▸ Your task
Find the line that contains "car hood ->". Repeat that line and all lines following it, exactly, through the end of the listing below.

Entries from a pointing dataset
+++
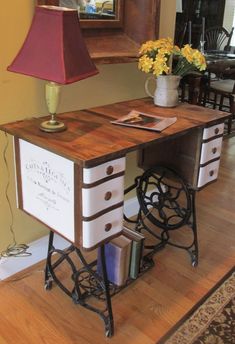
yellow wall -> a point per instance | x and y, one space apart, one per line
23 97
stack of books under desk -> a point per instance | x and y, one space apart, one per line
124 258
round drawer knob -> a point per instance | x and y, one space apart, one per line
214 150
109 170
107 227
211 173
108 195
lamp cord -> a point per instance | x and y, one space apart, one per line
14 249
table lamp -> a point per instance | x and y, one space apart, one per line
54 50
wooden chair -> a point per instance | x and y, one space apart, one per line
180 34
224 89
218 38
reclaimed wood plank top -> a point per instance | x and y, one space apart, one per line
91 139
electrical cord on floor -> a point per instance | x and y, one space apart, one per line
14 249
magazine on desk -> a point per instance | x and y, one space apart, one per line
146 121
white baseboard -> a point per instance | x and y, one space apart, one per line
38 249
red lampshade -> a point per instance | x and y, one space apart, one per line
54 48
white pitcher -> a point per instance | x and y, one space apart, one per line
166 93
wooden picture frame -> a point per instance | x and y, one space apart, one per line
118 41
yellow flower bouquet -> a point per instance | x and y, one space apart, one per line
158 57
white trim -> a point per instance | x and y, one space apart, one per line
38 249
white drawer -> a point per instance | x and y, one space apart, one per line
91 175
211 150
103 227
208 173
215 130
102 196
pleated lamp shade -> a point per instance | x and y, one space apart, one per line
54 48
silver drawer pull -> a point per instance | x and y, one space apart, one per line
108 195
214 150
211 173
107 227
109 170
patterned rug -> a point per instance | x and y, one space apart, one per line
211 321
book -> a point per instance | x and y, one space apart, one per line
146 121
136 250
117 256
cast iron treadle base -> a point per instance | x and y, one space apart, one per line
85 283
167 204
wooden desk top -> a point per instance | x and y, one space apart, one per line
91 139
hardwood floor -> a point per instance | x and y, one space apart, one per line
147 308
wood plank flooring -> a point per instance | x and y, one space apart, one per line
147 308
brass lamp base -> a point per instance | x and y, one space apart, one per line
52 126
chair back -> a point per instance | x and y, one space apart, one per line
217 38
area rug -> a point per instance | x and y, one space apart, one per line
211 321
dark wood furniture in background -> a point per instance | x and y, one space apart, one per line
194 11
95 150
138 22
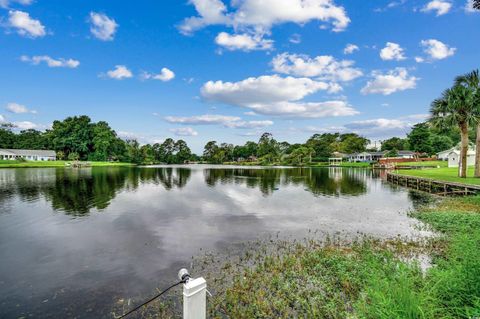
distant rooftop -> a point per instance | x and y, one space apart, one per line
46 153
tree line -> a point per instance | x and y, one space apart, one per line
78 138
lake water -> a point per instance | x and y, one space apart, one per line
73 241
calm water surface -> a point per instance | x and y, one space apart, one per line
73 241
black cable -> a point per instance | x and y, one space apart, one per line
151 299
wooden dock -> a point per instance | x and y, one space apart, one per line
441 188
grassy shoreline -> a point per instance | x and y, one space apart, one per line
367 278
442 174
40 164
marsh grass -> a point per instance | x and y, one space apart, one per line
364 278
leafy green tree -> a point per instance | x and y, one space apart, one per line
352 143
323 144
472 82
455 107
133 151
183 152
210 149
168 147
394 143
73 156
419 139
267 145
7 137
441 143
300 156
74 134
104 139
30 139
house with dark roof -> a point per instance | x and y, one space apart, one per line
375 156
29 155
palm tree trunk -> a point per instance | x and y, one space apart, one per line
477 154
462 169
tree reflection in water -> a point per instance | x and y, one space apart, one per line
77 191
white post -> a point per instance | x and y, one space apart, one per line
195 299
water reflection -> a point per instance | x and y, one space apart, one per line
138 226
78 191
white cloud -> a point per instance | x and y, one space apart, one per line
18 108
392 51
439 6
437 50
260 16
275 95
350 48
391 82
324 67
213 119
207 119
6 3
469 7
295 38
383 128
102 27
165 75
25 25
244 42
51 62
25 125
184 131
119 73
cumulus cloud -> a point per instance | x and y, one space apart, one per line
323 67
392 51
469 8
260 16
393 81
25 25
6 3
184 131
439 6
51 62
165 75
275 95
436 50
102 27
214 119
382 127
119 73
350 48
295 38
18 108
244 42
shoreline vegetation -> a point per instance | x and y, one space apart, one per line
365 278
40 164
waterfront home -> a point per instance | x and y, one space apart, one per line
443 155
29 155
454 158
375 156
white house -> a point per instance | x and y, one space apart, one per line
454 158
29 155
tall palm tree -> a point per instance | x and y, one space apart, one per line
472 82
455 108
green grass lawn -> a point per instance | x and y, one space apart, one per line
428 163
19 164
443 174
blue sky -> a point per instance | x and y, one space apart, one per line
229 70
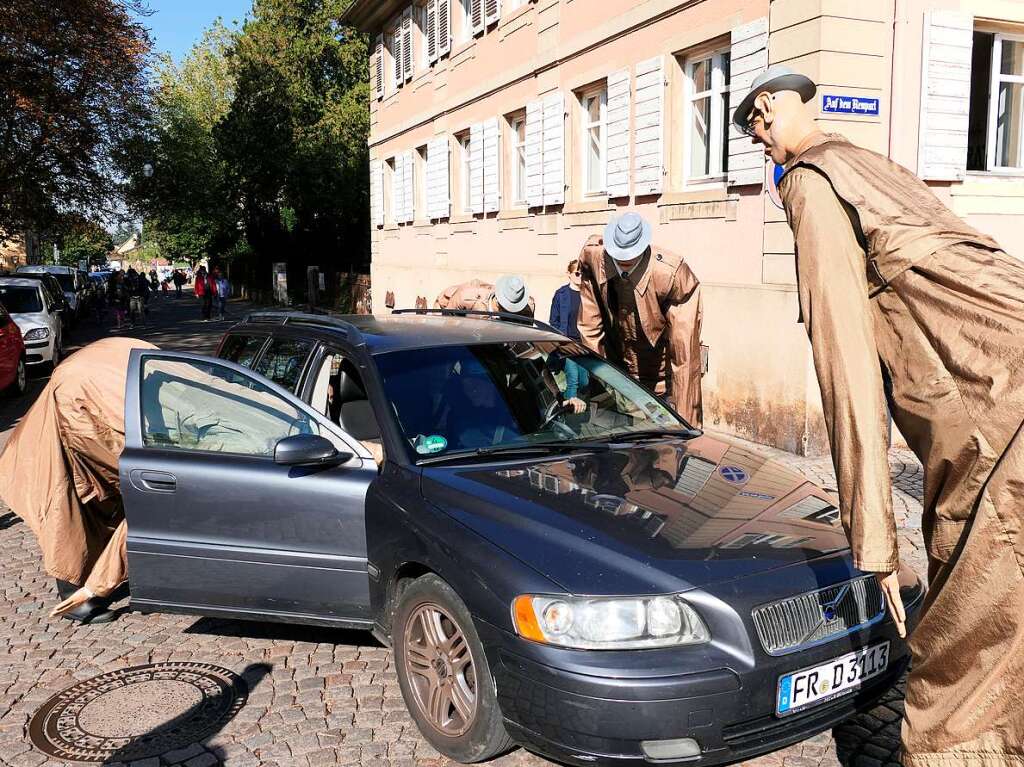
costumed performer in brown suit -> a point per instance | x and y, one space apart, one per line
888 274
640 307
508 295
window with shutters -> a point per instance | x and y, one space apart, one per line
465 170
517 159
593 139
706 122
465 17
420 178
995 133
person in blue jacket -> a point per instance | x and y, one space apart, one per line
564 310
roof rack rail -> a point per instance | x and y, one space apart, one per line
280 316
478 314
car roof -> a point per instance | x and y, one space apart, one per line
19 282
383 333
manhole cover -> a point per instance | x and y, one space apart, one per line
136 713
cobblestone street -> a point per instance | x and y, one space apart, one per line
316 696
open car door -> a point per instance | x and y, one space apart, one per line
215 524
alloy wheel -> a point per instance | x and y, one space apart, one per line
439 665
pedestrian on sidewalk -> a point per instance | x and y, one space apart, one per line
117 296
906 304
206 289
223 292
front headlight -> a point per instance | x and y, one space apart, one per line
608 623
37 334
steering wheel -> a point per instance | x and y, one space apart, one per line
555 410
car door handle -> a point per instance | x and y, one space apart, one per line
154 481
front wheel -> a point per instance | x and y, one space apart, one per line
443 673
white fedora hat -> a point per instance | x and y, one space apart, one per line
510 291
627 237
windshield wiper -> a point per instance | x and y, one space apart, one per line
546 449
636 436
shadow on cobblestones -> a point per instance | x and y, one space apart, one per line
871 738
282 632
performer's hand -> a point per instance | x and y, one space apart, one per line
80 597
890 587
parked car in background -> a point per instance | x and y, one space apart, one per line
588 577
38 316
71 281
13 371
53 290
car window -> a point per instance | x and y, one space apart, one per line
20 299
284 360
242 349
206 407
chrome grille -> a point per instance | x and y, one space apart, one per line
818 616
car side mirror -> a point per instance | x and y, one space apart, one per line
308 450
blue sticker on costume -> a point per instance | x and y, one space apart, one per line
429 445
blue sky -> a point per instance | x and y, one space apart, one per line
177 25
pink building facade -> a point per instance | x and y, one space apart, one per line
505 132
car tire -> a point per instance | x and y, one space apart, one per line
439 659
20 383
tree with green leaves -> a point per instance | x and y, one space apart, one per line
178 177
73 92
295 137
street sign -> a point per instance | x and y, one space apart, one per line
862 105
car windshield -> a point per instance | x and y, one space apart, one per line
19 299
66 281
460 399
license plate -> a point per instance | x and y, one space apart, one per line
830 679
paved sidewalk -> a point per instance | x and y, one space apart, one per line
316 696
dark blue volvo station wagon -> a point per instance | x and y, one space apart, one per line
578 571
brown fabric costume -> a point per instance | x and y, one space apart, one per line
887 273
59 470
474 296
648 322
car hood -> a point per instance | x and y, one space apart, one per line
29 321
648 518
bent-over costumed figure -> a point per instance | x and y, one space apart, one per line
58 472
886 272
640 307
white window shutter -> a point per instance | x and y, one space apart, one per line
443 28
396 57
431 32
494 10
554 148
378 75
492 166
749 56
535 155
619 134
377 193
648 163
945 95
476 168
407 43
476 15
438 178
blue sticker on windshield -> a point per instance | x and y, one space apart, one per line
430 444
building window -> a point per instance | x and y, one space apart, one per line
465 169
420 178
707 121
465 20
517 160
995 136
594 105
+++
▸ Written solution
car hood -> a point per instance | x and y, one space apart, one per line
29 321
648 518
bent-over costumed figure -> a point per instance | x and y, one space apart, one per line
58 472
886 272
640 307
white window shutter -> a point per instance | x and y, one space apart, one per line
443 28
396 57
431 32
494 10
554 148
378 75
492 166
749 56
535 155
619 134
377 193
648 163
945 95
476 168
407 43
476 15
438 178
blue sticker on windshield -> a point per instance | x and y, one space apart, one per line
430 444
building window -> a point per instance | x and y, one space apart, one per line
465 169
420 178
707 121
465 20
517 160
995 136
594 105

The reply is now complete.